**WORK TO COMPLETE**
a - According to the comment thread on the violin research, how many participants did the case study focus on?
b - Write what comes next in the comment thread on the violin research, picking up after the last reply shown.

Well done Guo! Would these results be different for left-handed violinists?

Guo Qian
Guo Qian (@guest_1426)
1 year ago

Thanks Lauren, great question! Standard violins are made to be bowed with the right arm and played with the left hand. If the bowing arm and playing hand were switched, I would predict that the joint angle data would be flipped as well (assuming the strings stay in the same order).

Dr. Murfee
Dr. Murfee (@guest_2888)
1 year ago

Guo – I liked the story in your video! Nice Job.

Seems like you got a wonderful experience in Dr. Nichols lab.

Guo Qian
Guo Qian (@guest_5508)
Reply to  Dr. Murfee
1 year ago

Thanks Dr. Murfee! It was a great experience and Dr. Nichols has been an amazing research mentor.

Camila
Camila (@guest_4108)
1 year ago

Hi Guo,

I love the practicality of your research. Did you see a lot of variation between players in their angles? Was strain a regular issue for any of them?

Guo Qian
Guo Qian (@guest_5434)
Reply to  Camila
1 year ago

Thanks Camila! This was a case study focused on only one of the participants, but there may be some variation. Yes, they mentioned experiencing strain before. It would definitely be interesting to include a future survey asking participants how often they experience it.

Records excerpted from a collection

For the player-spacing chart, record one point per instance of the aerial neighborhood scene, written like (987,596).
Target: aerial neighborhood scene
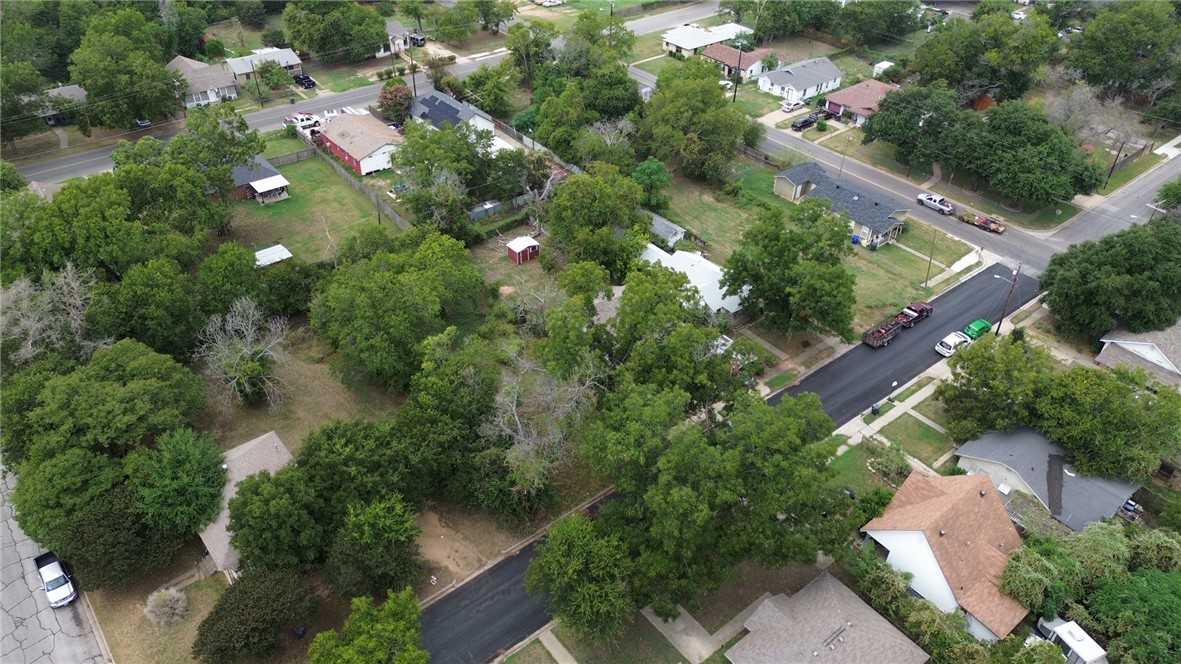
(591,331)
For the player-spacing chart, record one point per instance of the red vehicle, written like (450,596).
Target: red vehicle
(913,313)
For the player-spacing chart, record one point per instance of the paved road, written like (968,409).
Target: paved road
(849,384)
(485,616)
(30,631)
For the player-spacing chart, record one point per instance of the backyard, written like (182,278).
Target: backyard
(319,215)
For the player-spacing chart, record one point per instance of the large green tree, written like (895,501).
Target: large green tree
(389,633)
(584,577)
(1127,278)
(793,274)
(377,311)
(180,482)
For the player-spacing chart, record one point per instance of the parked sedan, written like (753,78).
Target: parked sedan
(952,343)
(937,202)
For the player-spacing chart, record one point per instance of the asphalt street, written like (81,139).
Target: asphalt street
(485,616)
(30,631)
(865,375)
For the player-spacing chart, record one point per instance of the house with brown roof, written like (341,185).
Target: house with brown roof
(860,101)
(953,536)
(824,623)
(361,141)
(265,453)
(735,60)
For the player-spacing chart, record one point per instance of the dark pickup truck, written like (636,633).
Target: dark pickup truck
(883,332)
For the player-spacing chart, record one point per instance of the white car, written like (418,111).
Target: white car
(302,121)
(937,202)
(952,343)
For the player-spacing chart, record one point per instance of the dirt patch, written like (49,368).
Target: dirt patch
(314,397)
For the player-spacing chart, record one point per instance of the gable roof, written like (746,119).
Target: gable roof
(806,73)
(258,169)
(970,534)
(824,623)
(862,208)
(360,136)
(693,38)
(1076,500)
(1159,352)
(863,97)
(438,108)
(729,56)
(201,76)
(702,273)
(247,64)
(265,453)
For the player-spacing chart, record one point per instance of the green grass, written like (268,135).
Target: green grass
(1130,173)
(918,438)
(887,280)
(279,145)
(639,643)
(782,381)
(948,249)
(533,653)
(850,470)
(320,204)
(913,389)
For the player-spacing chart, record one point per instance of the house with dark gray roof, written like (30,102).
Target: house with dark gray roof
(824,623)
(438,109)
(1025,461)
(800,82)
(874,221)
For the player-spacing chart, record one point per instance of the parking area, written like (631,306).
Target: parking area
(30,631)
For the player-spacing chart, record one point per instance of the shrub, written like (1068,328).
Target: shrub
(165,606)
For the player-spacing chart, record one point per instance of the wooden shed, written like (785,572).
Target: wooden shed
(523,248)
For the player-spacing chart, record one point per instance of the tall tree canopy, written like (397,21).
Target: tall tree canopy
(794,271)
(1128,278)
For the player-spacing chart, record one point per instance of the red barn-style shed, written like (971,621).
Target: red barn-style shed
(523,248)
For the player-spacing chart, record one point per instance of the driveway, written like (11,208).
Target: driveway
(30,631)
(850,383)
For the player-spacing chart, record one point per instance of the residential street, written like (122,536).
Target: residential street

**RESULTS FOR EACH TASK**
a - Only one of the participants.

b -
Camille Hernandez
Camille Hernandez (@guest_4388)
1 year ago

Your research is fascinating! I hope to see it implemented in the future!

Guo Qian
Guo Qian (@guest_5832)
Reply to  Camille Hernandez
1 year ago

Thank you so much Camille!

Chadwick Gaspard
Chadwick Gaspard (@guest_5270)
1 year ago

This is great research! As a former musician and a dancer, this really caught my eye. It would be cool to see something like this being used to improve upon the pedagogical approaches to teaching dance because RSI injuries are abundant.

Guo Qian
Guo Qian (@guest_5806)
Reply to  Chadwick Gaspard
1 year ago

Thanks Chadwick! Absolutely, there’s an abundance of research potential at the intersection of biomechanics and dance. Maybe a software that provides precise feedback on correcting dance movements using the 3D motion capture markers. That’d be an interesting application.